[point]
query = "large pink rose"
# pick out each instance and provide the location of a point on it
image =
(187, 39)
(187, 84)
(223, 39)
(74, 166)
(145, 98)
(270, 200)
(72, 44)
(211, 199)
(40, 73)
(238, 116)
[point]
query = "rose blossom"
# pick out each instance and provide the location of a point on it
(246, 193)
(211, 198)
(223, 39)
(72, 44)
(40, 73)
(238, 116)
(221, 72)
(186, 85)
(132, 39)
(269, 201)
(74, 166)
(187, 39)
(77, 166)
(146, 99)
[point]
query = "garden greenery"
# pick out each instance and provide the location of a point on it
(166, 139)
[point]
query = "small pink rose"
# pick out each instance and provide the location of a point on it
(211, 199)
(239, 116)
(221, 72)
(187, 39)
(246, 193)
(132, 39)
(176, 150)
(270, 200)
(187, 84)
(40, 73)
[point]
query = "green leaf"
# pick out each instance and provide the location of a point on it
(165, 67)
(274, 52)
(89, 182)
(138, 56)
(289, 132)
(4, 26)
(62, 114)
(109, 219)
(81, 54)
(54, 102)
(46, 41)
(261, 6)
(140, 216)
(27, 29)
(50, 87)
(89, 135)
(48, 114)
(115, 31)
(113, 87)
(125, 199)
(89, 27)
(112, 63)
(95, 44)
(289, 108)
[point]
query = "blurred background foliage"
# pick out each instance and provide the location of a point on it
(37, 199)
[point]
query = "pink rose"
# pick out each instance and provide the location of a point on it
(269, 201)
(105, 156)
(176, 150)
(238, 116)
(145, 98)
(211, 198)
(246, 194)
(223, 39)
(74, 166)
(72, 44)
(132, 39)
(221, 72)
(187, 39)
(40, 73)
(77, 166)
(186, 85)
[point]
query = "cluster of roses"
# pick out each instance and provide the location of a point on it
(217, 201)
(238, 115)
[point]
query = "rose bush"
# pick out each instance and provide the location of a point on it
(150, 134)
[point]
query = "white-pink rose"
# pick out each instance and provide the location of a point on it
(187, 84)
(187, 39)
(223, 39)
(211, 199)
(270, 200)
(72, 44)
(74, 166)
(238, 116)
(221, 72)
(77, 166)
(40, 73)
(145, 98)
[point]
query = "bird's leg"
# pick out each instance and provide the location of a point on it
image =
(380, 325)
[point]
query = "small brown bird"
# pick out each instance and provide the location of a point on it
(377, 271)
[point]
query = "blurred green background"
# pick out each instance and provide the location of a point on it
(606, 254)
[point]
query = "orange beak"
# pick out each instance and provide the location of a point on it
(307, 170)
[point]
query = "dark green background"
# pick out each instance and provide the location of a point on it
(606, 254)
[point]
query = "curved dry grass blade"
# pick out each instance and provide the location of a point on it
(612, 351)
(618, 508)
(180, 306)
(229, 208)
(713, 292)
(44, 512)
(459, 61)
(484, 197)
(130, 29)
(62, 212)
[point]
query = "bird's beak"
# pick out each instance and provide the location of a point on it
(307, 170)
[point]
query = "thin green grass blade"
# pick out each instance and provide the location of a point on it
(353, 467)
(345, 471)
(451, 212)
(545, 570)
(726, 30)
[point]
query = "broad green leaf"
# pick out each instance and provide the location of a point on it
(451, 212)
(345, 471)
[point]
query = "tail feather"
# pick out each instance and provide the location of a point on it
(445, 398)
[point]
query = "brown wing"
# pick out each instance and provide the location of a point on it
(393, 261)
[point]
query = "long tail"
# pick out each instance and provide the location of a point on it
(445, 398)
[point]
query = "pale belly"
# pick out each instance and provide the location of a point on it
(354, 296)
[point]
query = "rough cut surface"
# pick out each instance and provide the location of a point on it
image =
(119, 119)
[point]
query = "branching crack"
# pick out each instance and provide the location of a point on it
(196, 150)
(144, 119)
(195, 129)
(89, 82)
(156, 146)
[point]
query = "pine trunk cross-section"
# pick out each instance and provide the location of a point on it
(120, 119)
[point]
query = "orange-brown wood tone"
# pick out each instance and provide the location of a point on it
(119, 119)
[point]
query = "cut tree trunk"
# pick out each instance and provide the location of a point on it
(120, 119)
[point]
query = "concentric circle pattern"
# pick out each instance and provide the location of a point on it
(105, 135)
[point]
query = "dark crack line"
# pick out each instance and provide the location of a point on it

== DIRECTIONS ==
Print the records above exactly as they appear.

== OUTPUT FOR THIS EXERCISE ==
[point]
query = "large pink rose"
# pick out each instance and provide the location of a point on it
image =
(187, 39)
(187, 84)
(223, 39)
(74, 166)
(145, 98)
(270, 200)
(72, 44)
(211, 199)
(40, 73)
(238, 116)
[point]
query = "rose blossom"
# pick out each instance and provide the location of a point on it
(246, 193)
(211, 198)
(223, 39)
(72, 44)
(40, 73)
(238, 116)
(221, 72)
(186, 85)
(132, 39)
(269, 201)
(74, 166)
(187, 39)
(77, 166)
(146, 99)
[point]
query = "garden greenery"
# pick out each instance and provide the location of a point on it
(166, 139)
[point]
query = "small pink rose"
# pick out each instance and provide the location of a point on it
(211, 199)
(239, 116)
(221, 72)
(187, 39)
(246, 193)
(132, 39)
(176, 150)
(270, 200)
(187, 84)
(40, 73)
[point]
query = "green leaf"
# pick out each instance and provide the location of a point on it
(165, 67)
(274, 52)
(89, 182)
(138, 56)
(289, 132)
(4, 26)
(62, 114)
(109, 219)
(81, 54)
(54, 102)
(46, 41)
(261, 6)
(140, 216)
(27, 29)
(50, 87)
(89, 135)
(48, 114)
(115, 31)
(113, 87)
(125, 199)
(89, 27)
(112, 63)
(95, 44)
(289, 108)
[point]
query = "blurred background foliage"
# pick out each instance and provide the location of a point on it
(37, 199)
[point]
query = "pink rose"
# pick out each instance and provide the location of a point on it
(269, 201)
(105, 156)
(176, 150)
(238, 116)
(145, 98)
(211, 198)
(246, 194)
(223, 39)
(74, 166)
(72, 44)
(132, 39)
(221, 72)
(187, 39)
(40, 73)
(77, 166)
(186, 85)
[point]
query = "cluster of roses"
# pick out each instance and provide the location of a point on it
(217, 201)
(238, 115)
[point]
query = "rose bush"
# pick out each instance and provide the location of a point on it
(150, 134)
[point]
query = "white-pink rose"
# pick out each instance and provide the location of a point on it
(187, 84)
(187, 39)
(223, 39)
(211, 199)
(270, 200)
(72, 44)
(74, 166)
(238, 116)
(221, 72)
(77, 166)
(40, 73)
(145, 98)
[point]
query = "bird's leg"
# pick out each instance and provide the location of a point on it
image =
(380, 325)
[point]
query = "small brown bird"
# pick out each instance and provide the location of a point on it
(377, 271)
[point]
query = "blurred green background"
# pick out each instance and provide the location of a point on it
(606, 254)
[point]
query = "orange beak"
# pick out each instance and provide the location of a point on it
(307, 170)
[point]
query = "dark green background"
# pick out each instance and provide the location of a point on it
(606, 254)
[point]
query = "curved dry grass blade"
# pick out each instance and provide the location of a point on it
(612, 351)
(618, 508)
(180, 306)
(229, 208)
(713, 292)
(44, 512)
(459, 61)
(484, 197)
(130, 29)
(62, 212)
[point]
query = "bird's beak"
# pick out each instance and provide the location of a point on it
(307, 170)
[point]
query = "thin green grass blade"
# pick out each instance and provide the location of a point on it
(353, 467)
(345, 471)
(451, 212)
(545, 570)
(726, 30)
[point]
query = "broad green leaf"
# pick out each instance and provide the location of a point on it
(451, 212)
(345, 471)
[point]
query = "tail feather"
# pick out each instance and provide the location of a point on it
(445, 398)
[point]
query = "brown wing"
# pick out each instance and provide the location of a point on it
(393, 261)
[point]
query = "long tail"
# pick out each instance and provide the location of a point on it
(445, 398)
[point]
query = "pale belly"
# pick out each instance and provide the location of a point on it
(354, 296)
[point]
query = "rough cut surface"
# pick out each instance and provide the location of a point on it
image =
(119, 119)
[point]
query = "branching crack"
# pick out each instance and provide the location of a point on it
(196, 150)
(144, 119)
(195, 129)
(89, 82)
(156, 146)
[point]
query = "pine trunk cross-section"
# pick out each instance and provide the location of a point on it
(120, 119)
[point]
query = "orange-brown wood tone"
# pick out each instance and provide the location of a point on it
(119, 119)
[point]
query = "cut tree trunk"
# pick out each instance and provide the location of a point on it
(120, 119)
[point]
query = "concentric circle pattern"
# pick out each instance and provide the location of a point on it
(105, 135)
[point]
query = "dark crack line"
# pick out each instance and provide the location of a point on it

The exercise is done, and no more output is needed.